▶ Task prompt:
Copy every row below word for word, leaving out the pictures.

Collected data rows:
-- -- --
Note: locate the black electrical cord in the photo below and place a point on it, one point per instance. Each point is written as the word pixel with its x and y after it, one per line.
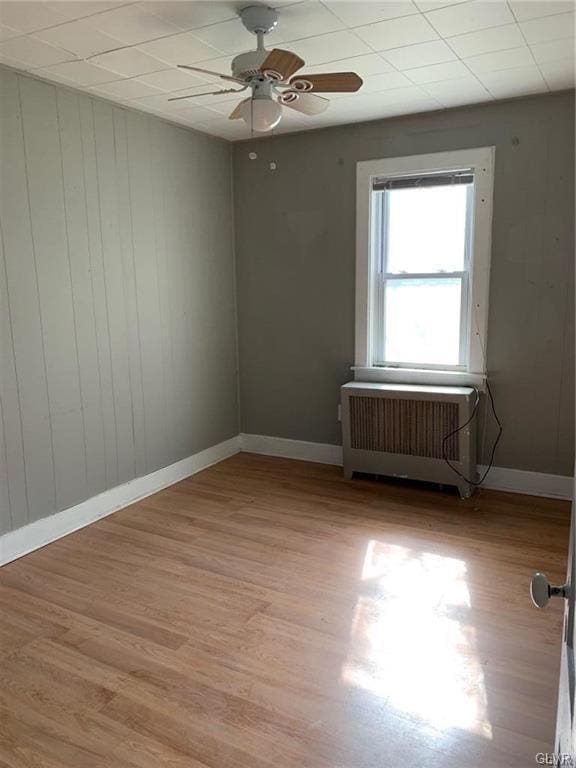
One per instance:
pixel 463 426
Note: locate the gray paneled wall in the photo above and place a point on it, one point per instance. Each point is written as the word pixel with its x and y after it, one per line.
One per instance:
pixel 295 250
pixel 118 350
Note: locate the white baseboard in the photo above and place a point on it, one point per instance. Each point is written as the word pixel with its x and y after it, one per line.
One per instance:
pixel 322 453
pixel 499 478
pixel 35 535
pixel 20 542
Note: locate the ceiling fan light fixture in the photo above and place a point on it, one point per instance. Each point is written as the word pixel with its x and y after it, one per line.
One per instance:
-- -- --
▶ The completed task:
Note: locate the black electrical cord in the photo below and place a point on it, one point per instance. Each point is written as the word pixel with its x and y after it, one per line.
One per instance:
pixel 463 426
Note: locate the gray paneled wall in the photo above and place a point on it, one point per instance. Each point is written as the word pixel with its x and y after it, one per line.
One per instance:
pixel 295 250
pixel 118 350
Note: locate the white baseboard in the photo above and place a point on it, one point per instance. Each point is written as the word pixel with its x and y after it, one per line.
One per instance:
pixel 322 453
pixel 499 478
pixel 35 535
pixel 20 542
Note: locate the ceiling fan light fixture in the photo above and place a point on it, one point per instance. Each point is written as the word pixel with its x and y after it, one per line.
One per instance:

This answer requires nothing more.